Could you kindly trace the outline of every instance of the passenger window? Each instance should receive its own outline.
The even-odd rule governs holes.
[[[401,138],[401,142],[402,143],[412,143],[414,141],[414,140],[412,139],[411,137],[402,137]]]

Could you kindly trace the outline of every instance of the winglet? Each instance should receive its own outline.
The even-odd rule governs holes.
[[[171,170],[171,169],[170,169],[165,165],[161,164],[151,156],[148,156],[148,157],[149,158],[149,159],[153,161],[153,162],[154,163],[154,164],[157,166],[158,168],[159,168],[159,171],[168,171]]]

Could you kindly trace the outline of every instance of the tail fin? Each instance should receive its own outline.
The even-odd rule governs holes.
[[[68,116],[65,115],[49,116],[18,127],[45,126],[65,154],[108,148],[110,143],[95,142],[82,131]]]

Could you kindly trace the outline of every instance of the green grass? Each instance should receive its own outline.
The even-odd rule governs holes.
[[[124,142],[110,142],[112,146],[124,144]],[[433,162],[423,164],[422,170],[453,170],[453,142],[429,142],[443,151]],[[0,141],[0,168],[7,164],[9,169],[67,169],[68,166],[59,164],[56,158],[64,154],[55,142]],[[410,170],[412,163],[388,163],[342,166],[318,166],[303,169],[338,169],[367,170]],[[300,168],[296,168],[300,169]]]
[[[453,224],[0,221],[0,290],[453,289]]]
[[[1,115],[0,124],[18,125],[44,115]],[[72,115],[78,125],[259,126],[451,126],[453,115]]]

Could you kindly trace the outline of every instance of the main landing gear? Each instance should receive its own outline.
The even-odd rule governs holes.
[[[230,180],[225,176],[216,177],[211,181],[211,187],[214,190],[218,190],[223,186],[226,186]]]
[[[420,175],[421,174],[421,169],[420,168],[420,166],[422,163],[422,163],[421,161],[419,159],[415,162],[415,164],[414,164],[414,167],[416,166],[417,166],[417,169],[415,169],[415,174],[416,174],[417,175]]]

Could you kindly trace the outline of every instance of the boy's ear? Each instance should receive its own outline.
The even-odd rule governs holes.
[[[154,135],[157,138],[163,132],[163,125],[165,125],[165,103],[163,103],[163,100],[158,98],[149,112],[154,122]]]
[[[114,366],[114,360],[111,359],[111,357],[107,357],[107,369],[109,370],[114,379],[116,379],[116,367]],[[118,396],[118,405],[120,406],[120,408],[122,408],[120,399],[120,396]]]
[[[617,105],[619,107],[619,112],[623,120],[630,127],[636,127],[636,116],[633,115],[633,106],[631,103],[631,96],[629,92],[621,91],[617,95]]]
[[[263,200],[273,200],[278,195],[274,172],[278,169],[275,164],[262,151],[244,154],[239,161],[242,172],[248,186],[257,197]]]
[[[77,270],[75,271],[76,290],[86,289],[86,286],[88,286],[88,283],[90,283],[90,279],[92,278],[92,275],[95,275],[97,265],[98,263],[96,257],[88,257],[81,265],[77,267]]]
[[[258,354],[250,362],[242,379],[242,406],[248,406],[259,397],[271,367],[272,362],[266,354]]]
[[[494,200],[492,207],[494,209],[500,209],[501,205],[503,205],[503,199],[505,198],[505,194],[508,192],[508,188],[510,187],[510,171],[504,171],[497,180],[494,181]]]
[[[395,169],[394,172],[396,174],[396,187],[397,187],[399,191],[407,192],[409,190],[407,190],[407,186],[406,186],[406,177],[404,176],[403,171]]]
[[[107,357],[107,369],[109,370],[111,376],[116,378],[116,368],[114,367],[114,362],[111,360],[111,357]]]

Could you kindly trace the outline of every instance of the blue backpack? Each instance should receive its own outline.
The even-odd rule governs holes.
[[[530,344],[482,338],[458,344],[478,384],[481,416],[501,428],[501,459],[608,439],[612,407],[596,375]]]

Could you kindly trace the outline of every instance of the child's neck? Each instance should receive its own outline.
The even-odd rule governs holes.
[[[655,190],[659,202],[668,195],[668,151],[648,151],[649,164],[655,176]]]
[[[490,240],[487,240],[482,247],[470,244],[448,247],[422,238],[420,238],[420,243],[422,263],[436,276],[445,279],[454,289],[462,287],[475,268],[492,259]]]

### [Description of the task]
Rewrite the material above, starting at the line containing "neck? Each instance should receive its own outline." and ending at its final line, and leave the wording unchanged. Shift every outline coordinate by adding 140 to it.

### [Task answer]
Could you kindly trace the outline of every instance of the child's neck? Each instance should receive its own outline.
The even-odd rule governs holes.
[[[795,330],[799,342],[808,335],[808,291],[788,291],[789,304],[795,316]]]
[[[630,380],[627,380],[622,387],[610,384],[588,387],[562,378],[560,378],[560,383],[562,403],[576,416],[585,419],[594,429],[602,427],[615,408],[632,399]]]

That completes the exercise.